**Set exercise**
Return everything from "Late last month, Trump" down to "the reporting mandate." in the text on foreign gifts to colleges below, copied word for word.

**Text shown**
________________________

Around 270 colleges reported a total of 529 transactions from 131 countries, which totaled about $290 million in foreign gifts over six months. Harvard, Stanford and Yale Universities as well as the University of California campuses in Berkeley and Los Angeles received the largest total foreign contributions, according to the department.
Some of the largest single gifts, according to an Inside Higher Ed analysis of the new federal data, came from:
- Saudi Arabia, which gave $12.4 million to Florida A&M University and $12.8 million to Mississippi State University;
- Norway, which contributed $20 million to Stanford;
- Singapore, which gave $16 million to Stanford;
- Switzerland, which gave $10 million to Harvard;
- Hong Kong, which gave $9.4 million to UC Berkeley;
- Canada, which gave nearly $14 million to Brigham Young University;
- South Korea, which gave $7.5 million to Johns Hopkins; and
- Japan, which donated $30 million to UCLA to support a Japanese humanities scholarship initiative.
Colleges are required to report twice a year any foreign gifts and contracts worth more than $250,000, and the Trump administration has promised to crack down on institutions that fail to do so.
Late last month, Trump directed the Department of Education to pursue stricter enforcement of gift reporting to root out “foreign influence” on American campuses. The department then opened an investigation into UC Berkeley, which has another 10 days to provide documentation proving its compliance with the reporting mandate.

________________________

**Raw records**
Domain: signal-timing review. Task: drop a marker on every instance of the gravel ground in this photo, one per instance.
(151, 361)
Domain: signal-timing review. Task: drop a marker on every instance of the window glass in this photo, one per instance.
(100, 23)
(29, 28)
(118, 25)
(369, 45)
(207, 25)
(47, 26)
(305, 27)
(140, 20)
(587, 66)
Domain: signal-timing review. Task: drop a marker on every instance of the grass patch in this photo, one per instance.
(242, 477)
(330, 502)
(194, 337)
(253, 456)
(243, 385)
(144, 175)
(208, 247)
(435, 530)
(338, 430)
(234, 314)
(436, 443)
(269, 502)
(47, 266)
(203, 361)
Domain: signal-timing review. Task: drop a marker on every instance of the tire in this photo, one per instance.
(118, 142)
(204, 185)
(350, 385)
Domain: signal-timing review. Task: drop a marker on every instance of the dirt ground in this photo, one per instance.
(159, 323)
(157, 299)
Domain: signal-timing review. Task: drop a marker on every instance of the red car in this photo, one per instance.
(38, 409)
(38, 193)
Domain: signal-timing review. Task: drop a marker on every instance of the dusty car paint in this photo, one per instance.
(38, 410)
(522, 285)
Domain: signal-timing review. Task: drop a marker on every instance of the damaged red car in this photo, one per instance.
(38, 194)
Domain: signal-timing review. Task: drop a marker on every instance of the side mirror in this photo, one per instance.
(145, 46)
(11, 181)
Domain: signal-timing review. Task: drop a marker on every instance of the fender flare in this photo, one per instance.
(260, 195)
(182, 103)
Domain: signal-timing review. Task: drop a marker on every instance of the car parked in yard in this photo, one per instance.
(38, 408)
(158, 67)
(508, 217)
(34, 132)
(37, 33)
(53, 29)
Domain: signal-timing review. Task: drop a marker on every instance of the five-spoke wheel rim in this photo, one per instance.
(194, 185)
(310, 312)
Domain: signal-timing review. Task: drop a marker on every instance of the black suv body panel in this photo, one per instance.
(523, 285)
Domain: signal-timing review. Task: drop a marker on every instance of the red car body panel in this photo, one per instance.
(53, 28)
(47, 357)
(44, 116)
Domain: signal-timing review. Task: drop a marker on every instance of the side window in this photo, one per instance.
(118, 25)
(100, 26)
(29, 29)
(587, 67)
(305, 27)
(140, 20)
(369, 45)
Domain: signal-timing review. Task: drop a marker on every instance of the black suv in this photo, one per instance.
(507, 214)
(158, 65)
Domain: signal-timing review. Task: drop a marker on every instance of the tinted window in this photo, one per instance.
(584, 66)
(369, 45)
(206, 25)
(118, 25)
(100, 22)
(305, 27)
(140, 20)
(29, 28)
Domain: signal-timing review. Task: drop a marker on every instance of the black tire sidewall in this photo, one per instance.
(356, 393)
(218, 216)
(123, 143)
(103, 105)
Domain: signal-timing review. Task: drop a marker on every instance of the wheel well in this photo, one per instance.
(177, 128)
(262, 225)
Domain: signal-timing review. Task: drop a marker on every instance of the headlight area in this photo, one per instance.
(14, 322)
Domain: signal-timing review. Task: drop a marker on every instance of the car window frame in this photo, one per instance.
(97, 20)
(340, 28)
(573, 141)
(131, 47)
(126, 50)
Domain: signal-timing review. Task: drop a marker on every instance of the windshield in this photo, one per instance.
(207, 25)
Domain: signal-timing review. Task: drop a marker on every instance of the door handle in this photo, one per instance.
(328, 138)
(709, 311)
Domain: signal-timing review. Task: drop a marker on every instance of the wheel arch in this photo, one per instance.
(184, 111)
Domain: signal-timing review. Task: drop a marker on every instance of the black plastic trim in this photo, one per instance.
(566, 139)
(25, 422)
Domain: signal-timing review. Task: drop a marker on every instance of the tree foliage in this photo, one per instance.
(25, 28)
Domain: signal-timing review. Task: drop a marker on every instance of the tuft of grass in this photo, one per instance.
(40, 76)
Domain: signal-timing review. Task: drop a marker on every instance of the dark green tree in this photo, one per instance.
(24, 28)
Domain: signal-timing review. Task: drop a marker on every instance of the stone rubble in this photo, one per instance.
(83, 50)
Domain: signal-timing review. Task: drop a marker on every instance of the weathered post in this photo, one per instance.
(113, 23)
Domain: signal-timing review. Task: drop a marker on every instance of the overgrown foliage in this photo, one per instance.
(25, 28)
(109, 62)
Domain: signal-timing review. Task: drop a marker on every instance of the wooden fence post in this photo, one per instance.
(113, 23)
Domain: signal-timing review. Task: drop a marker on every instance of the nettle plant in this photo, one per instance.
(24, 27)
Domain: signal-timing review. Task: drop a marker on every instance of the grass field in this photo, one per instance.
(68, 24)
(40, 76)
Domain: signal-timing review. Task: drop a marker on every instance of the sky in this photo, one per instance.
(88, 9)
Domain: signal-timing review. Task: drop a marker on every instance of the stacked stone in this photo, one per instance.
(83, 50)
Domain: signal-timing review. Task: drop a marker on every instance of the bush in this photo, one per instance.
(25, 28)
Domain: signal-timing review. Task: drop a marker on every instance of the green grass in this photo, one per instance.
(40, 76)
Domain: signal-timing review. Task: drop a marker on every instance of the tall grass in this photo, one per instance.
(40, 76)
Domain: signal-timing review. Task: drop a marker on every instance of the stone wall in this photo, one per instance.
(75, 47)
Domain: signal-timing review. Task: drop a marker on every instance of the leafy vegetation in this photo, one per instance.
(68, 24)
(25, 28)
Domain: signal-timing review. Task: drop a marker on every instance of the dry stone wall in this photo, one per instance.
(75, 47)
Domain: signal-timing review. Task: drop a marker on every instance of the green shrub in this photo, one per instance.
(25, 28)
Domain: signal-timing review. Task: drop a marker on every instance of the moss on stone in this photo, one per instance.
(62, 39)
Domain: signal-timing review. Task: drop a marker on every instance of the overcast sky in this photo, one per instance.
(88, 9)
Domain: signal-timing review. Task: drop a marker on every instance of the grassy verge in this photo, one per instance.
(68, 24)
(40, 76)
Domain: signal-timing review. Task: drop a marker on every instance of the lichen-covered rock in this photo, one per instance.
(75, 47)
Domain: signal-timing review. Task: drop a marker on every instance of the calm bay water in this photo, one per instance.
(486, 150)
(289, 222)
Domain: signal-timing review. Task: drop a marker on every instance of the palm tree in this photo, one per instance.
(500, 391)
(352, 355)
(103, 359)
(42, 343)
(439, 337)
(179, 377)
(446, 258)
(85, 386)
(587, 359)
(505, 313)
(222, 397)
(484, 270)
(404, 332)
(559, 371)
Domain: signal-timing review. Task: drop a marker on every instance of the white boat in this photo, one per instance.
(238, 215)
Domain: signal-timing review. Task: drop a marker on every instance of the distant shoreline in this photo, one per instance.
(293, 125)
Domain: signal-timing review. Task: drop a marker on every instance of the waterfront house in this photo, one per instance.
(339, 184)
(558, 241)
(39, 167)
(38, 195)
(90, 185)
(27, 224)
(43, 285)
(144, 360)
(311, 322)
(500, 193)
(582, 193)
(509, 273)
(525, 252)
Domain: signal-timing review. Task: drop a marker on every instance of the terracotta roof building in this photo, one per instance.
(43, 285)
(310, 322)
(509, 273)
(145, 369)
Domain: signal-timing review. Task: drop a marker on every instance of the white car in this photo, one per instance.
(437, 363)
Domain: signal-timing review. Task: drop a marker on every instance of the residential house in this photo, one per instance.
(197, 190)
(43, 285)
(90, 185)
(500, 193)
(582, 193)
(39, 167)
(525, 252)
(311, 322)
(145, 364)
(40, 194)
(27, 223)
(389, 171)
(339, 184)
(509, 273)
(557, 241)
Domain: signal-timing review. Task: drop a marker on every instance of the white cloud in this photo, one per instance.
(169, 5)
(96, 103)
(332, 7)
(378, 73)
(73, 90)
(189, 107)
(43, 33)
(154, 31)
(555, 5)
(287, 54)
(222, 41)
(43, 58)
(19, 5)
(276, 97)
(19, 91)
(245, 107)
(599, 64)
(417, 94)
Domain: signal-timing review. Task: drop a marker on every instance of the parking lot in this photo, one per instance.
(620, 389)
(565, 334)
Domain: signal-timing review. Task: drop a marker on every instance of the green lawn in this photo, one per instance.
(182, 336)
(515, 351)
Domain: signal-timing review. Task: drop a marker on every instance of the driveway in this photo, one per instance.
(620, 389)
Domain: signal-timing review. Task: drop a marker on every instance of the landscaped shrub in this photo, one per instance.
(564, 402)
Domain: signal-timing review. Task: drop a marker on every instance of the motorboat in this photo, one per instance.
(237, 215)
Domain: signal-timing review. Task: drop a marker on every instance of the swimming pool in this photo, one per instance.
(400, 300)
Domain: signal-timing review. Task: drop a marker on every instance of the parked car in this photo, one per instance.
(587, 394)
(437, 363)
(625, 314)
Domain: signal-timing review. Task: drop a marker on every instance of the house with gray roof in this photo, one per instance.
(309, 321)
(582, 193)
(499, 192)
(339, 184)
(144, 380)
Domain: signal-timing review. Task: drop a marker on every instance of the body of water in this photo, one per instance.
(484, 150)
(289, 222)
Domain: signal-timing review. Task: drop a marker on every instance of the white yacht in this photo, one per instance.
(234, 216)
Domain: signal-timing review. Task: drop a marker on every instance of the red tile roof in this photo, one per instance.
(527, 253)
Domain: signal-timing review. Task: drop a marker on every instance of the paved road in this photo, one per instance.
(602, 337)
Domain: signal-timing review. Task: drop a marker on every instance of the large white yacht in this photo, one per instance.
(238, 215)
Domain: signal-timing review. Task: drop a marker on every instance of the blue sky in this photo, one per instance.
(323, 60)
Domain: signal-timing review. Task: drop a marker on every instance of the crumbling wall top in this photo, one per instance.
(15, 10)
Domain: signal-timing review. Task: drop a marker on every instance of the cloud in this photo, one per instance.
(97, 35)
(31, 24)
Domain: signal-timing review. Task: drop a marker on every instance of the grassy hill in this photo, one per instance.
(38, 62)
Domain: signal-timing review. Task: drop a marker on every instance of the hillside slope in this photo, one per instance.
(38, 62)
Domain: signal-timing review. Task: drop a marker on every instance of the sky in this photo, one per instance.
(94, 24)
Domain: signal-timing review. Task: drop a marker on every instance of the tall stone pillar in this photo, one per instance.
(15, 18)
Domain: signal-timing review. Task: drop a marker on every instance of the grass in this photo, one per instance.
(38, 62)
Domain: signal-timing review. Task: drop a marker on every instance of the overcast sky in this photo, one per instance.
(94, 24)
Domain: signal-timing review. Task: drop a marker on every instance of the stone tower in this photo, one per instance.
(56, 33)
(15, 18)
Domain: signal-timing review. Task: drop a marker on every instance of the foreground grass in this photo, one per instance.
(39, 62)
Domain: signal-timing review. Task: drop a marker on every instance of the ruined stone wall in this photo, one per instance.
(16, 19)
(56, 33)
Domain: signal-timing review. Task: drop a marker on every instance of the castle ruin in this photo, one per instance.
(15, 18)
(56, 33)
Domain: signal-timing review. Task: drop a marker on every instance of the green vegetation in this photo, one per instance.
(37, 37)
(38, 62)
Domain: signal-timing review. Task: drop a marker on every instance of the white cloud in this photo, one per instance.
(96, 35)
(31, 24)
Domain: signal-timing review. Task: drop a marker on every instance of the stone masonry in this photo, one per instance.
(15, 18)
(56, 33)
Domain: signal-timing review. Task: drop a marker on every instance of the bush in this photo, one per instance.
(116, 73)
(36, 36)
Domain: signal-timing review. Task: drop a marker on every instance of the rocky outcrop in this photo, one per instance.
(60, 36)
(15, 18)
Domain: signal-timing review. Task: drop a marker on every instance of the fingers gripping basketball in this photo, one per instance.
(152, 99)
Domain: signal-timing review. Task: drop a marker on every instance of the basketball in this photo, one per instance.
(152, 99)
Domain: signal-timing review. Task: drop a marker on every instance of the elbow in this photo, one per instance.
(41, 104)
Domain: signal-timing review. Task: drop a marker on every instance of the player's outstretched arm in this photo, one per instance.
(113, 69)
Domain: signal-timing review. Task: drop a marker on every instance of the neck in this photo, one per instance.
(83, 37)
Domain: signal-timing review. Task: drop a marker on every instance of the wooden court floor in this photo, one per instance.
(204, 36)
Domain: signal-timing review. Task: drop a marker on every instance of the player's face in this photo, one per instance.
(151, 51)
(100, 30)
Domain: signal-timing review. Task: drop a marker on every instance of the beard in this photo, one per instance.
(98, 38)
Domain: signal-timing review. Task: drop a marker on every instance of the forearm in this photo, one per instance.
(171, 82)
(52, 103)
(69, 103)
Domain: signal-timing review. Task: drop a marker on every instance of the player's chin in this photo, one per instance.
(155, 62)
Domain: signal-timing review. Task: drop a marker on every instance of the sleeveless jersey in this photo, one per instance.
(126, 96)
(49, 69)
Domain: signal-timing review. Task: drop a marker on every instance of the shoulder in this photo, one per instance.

________________________

**Full response**
Late last month, Trump directed the Department of Education to pursue stricter enforcement of gift reporting to root out “foreign influence” on American campuses. The department then opened an investigation into UC Berkeley, which has another 10 days to provide documentation proving its compliance with the reporting mandate.